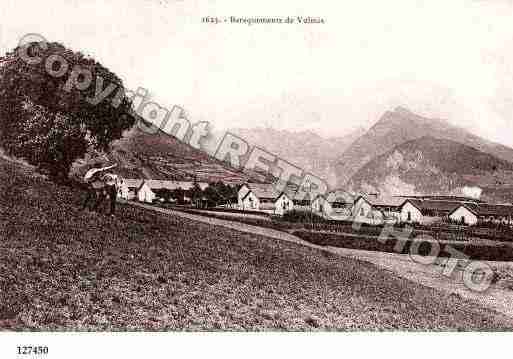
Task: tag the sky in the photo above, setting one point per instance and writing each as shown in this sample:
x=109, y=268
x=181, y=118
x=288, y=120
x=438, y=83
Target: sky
x=443, y=59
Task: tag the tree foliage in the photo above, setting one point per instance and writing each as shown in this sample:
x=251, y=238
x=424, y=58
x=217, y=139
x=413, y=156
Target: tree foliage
x=47, y=120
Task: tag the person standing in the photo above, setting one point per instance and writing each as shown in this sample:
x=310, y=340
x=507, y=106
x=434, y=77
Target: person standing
x=95, y=185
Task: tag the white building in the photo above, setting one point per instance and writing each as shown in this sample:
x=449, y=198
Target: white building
x=145, y=194
x=464, y=214
x=335, y=205
x=123, y=190
x=264, y=198
x=410, y=212
x=362, y=210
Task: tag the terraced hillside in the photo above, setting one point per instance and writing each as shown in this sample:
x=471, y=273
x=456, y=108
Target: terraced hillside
x=64, y=269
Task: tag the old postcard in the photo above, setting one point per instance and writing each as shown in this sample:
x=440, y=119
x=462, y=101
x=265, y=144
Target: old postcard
x=236, y=166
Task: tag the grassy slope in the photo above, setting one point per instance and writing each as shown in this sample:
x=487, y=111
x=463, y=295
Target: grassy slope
x=63, y=269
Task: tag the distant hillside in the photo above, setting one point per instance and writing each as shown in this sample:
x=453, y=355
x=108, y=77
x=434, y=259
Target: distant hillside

## [Challenge]
All of the lines above should be printed exactly, minus the pictures.

## [The result]
Task: tag the sky in the photo above, setting one point per instance and writing each as shown in this sample:
x=109, y=268
x=181, y=118
x=288, y=120
x=438, y=83
Target: sky
x=443, y=59
Task: tag the tree foliage in the photo above, setting one point per instance and writing each as shown in this sample:
x=251, y=238
x=424, y=58
x=217, y=139
x=413, y=156
Target: tree foliage
x=47, y=120
Task: tag the person standing in the photo above, setting one point per instance and writing each as shown in this sample:
x=310, y=340
x=507, y=106
x=434, y=77
Target: person standing
x=95, y=185
Task: tag the white building in the photo above, setting one point per instance and writing each as shown in this sample:
x=449, y=198
Target: white building
x=145, y=194
x=464, y=214
x=335, y=205
x=123, y=190
x=264, y=198
x=410, y=212
x=362, y=210
Task: tag the terraced hillside in the photo above, setting one point per instance and writing each as shown in this sample:
x=471, y=273
x=456, y=108
Target: terraced hillside
x=64, y=269
Task: tag the old postcard in the photo above, setting one point per instance and writing each as shown in this sample:
x=440, y=119
x=462, y=101
x=265, y=144
Target: old postcard
x=236, y=166
Task: tag the grassy slope in the photo above, setting one point per instance and writing each as shown in this sample:
x=487, y=111
x=463, y=295
Target: grassy slope
x=63, y=269
Task: tag the distant hillside in the photo above, setting one point per instance and writing each as shown in this sample:
x=453, y=355
x=108, y=77
x=434, y=259
Target: distant hillside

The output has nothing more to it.